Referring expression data
════════════════════

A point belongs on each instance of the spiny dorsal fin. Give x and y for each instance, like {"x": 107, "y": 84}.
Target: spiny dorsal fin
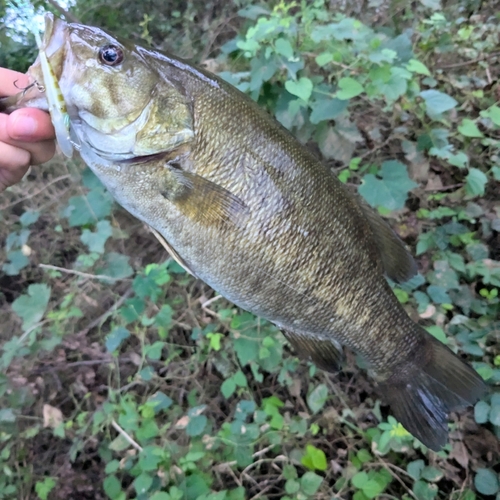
{"x": 172, "y": 252}
{"x": 325, "y": 354}
{"x": 397, "y": 261}
{"x": 202, "y": 200}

════════════════════

* **How to complete this task**:
Copy out all the data above exactly, pictures excluded.

* **Written answer**:
A point belongs on each instance of the spiny dorsal fin. Give x and y for each instance, like {"x": 107, "y": 84}.
Target: spiny dorsal fin
{"x": 172, "y": 252}
{"x": 325, "y": 354}
{"x": 397, "y": 261}
{"x": 202, "y": 200}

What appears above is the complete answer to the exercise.